Extracted text:
==============================

If your Organizing Keys suck, maybe you’re not doing it right

As a developer — especially a Data Warehouse developer — there are few things more satisfying than making one tiny change and not only fixing a problem, but also making everything run better than anyone imagined possible. For best results, have your manager watch over your shoulder while you’re doing this.

We’ve all had those moments.
“I changed one line and it went from running 17 hours down to 35 seconds.”

I hear this regularly, and while internally I’m wondering how you managed to screw it up so royally in the first place, outwardly, I’m effervescing like a teenager at a boy-band concert because I know the joy of sharing an improbable victory (which is a polite way of saying we all like to brag).

The rush you get from this kind of monumental tuning success is addictive. It can drive you to all kinds of crazy behaviours to find your next hit, like for instance, reading the manual. Or Googling. Maybe that’s how you got here. If you’re a Netezza developer struggling with Organizing Keys, maybe I have some good news for you.

Let’s talk about Organizing Keys

If you’ve invested any time researching Netezza, you’ll be at least passingly familiar with the myriad features IBM supplies to improve query performance through table design. In case you haven’t done the research — or if you’re confused by all the options — I’ll list them here:

  1. Define Distribution Keys
  2. Define Organizing Keys

This blog is not about Distribution Keys. Sorry if you came for that — another time, perhaps.

==============================

Exercises to complete:
**a)** Summarize the blog post on Netezza Organizing Keys in two sentences.
**b)** Reproduce verbatim the part of the Organizing Keys post that opens with the words containing "As a developer — especially" and closes with "like to brag).".
**c)** Carry the Netezza Organizing Keys blog post forward from its last sentence.

[Dataset excerpt]
==============================

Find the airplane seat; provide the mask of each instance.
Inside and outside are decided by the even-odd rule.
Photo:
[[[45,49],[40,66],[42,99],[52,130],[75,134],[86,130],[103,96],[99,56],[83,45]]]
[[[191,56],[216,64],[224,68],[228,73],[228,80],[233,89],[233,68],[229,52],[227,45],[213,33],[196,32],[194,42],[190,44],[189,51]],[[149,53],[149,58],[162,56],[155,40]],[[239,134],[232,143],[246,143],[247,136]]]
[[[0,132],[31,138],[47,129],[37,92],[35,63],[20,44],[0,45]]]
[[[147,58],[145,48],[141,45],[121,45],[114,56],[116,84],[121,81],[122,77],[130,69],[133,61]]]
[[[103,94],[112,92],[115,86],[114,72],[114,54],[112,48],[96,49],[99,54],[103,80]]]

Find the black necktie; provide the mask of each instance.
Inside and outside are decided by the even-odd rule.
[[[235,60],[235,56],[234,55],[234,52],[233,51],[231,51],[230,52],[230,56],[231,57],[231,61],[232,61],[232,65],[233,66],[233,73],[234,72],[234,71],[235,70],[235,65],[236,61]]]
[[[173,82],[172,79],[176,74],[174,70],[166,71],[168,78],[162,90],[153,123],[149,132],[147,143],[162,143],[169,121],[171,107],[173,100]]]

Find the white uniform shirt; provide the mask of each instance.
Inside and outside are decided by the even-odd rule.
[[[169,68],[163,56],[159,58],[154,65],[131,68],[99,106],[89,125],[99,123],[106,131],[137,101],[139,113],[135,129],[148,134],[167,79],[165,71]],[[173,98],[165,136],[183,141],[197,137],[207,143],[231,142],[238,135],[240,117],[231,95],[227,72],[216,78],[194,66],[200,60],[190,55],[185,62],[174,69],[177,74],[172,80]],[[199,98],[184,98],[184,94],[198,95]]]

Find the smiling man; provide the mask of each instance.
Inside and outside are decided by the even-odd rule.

==============================

The results:
**a)** The author describes the addictive satisfaction developers feel when one tiny change fixes a problem and makes everything run far better, such as a job dropping from 17 hours to 35 seconds after a single changed line. Turning to Netezza, the post lists the two table-design features IBM supplies for query performance, Distribution Keys and Organizing Keys, and says it will not be about Distribution Keys.

**b)**
As a developer — especially a Data Warehouse developer — there are few things more satisfying than making one tiny change and not only fixing a problem, but also making everything run better than anyone imagined possible. For best results, have your manager watch over your shoulder while you’re doing this.

We’ve all had those moments.
“I changed one line and it went from running 17 hours down to 35 seconds.”

I hear this regularly, and while internally I’m wondering how you managed to screw it up so royally in the first place, outwardly, I’m effervescing like a teenager at a boy-band concert because I know the joy of sharing an improbable victory (which is a polite way of saying we all like to brag).

**c)**
Organizing Keys. What are they? If, like me, you came from an Oracle world of Indexes and Partitions, and you’re hoping they’re kinda the same because that would make life easier for you — sorry, they’re not. If, on the other hand, you’re from the SQL Server world of ubiquitous Clustered Indexes, then I have good news: same kinda thing. Sort of.

When you define an Organizing Key on a table, Netezza will physically re-arrange the data in your table so that rows with the same (or similar) key are co-located in the same disk extent. How does this help? Well, in the most common case, you “organize” the table on (say) the TRANSACTION_DATE to get all of the newest rows stored together (you can think of the table as being sorted). Then when you go to query the table for a single day’s data, or a short date range, Netezza can ignore 99% of the disk extents because the Zone maps say they will contain no matching rows.

(Whoa! What’re Zone maps? I thought you said there were only two things?)

Don’t panic. A Zone map is the physical structure Netezza builds under the covers to support your Organizing Key (a bit like Oracle builds an index to support a Primary Key). You also get Zone maps for free (without having to define Organizing Keys) on all Integer and Date/Time columns. Check out my earlier blog for more on Zone maps.

Getting Organized

Here’s some good news: you can create or change an Organizing Key in Netezza without having to drop the table. I’m not going to do that, though, because I’d rather show the progression.

Consider the following table with 100M rows:

CREATE TABLE ROSSLEISHMAN.NETEZZA_ORGKEY_TEST_NOKEY
(
AN_INTEGER BIGINT NOT NULL,
A_STRING NATIONAL CHARACTER VARYING(40),
A_LONG_STRING NATIONAL CHARACTER VARYING(400),
EFF_FROM_TIMESTAMP TIMESTAMP NOT NULL,
EFF_TO_TIMESTAMP TIMESTAMP NOT NULL,
A_DECIMAL NUMERIC(22,0)
)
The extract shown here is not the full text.